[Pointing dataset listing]
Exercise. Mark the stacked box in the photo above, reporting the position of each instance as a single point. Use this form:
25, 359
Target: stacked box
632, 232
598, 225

▶ [Aim]: Copy the listing above line for line, unchanged.

▶ [Exercise output]:
Exercise. Mark the stacked box in the photo above, reporting the position of each instance as a single point. Use this form:
25, 359
Target: stacked box
632, 232
598, 225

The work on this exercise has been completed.